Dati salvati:
::::

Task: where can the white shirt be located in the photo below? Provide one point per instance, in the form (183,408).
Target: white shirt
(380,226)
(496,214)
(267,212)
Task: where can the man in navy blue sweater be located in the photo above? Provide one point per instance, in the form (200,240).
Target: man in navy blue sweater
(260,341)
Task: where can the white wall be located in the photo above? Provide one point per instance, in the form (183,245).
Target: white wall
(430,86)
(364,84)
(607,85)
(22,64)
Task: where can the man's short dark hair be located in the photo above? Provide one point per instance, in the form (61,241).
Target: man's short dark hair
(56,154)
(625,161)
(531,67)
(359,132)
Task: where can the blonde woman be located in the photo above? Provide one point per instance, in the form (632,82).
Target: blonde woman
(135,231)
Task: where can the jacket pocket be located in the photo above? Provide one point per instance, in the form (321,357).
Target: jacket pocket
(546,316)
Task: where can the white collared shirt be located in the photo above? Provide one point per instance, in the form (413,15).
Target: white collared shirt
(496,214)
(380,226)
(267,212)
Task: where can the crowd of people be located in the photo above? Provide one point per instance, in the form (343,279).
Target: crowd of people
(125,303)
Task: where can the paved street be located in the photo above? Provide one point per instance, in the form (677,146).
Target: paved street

::::

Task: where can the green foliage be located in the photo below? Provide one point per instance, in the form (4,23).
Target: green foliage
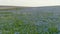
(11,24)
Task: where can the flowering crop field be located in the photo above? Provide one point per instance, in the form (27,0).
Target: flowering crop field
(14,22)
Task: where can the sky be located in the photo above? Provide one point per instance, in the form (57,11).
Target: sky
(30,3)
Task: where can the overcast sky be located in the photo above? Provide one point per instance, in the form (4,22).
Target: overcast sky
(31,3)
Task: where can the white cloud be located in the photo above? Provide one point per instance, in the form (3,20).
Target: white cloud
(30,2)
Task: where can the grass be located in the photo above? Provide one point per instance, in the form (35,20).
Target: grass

::::

* _Istruzioni_
Riscrivi le righe dell'elenco dalla riga con "Task: where can the crowd" fino alla riga con "Target: paved street" compresa, sostituendo "crowd of people" con "group of people". Tutto il resto deve restare uguale.

* _Soluzione_
Task: where can the group of people be located in the photo above? Provide one point per instance, in the form (343,279).
Target: group of people
(125,303)
Task: where can the paved street be located in the photo above? Provide one point per instance, in the form (677,146).
Target: paved street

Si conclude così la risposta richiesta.